* SELECTED TEXT
|
In my 10
years as a board member of the Peter Drucker Foundation,
one of the wisest things I heard him say was, “We spend
a lot of time teaching leaders what to do. We don’t
spend enough time teaching leaders what to stop. Half
the leaders I have met don’t need to learn what to do.
They need to learn what to stop.”
Drucker’s words have served as a potent source of
inspiration for me in my work coaching C-level leaders
at corporations around the world. Through my experience
I have identified 20 common faults among leaders. Here I
will focus on three of them:
1.
Adding too much value.
The overwhelming desire to add one’s two cents to every
discussion is common among leaders used to running the
show. They still retain remnants of the top-down
management style where their job was to tell everyone
what to do. It is extremely difficult for a successful
person to listen to other people’s ideas without
communicating (a) “I already knew that” and (b) “I know
a better way.”
What’s
the effect of this? Imagine you’re my CEO, and I’ve just
come to you with an idea that you think is very good.
Rather than say, “Great idea!” and stop there, you
instead say, “Good idea, but it’d be better if you tried
it this way.” You may have improved the content of my
idea by 5 percent, but you’ve reduced my commitment to
executing it by 50 percent because you’ve taken away my
ownership of it. My idea is now your idea—and I walk out
of your office less enthused about it than when I walked
in.
The
higher up you go in an organization, the more you need
to make other people winners and not think so much about
winning yourself. For bosses, this means closely
monitoring how you hand out encouragement. If you find
yourself saying, “Great idea” and then continuing with a
“but” or “however,” try cutting your response off at
“idea.” Even better, before you speak, take a breath and
ask yourself if what you’re about to say is worth it.
2.
Making destructive comments.
Destructive comments are the cutting, sarcastic remarks
we spew out daily, with or without intention, that serve
no other purpose than to put people down, hurt them or
assert ourselves as their superiors.

* DATA LINES
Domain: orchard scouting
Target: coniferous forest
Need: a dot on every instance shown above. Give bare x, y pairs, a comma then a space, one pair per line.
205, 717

* TO BE DONE
Translate this sentence from the passage on leaders' faults above into Spanish: "The higher up you go in an organization, the more you need to make other people winners and not think so much about winning yourself."

* THE RESULT
Cuanto más alto llegas en una organización, más necesitas hacer ganadores a los demás y no pensar tanto en ganar tú mismo.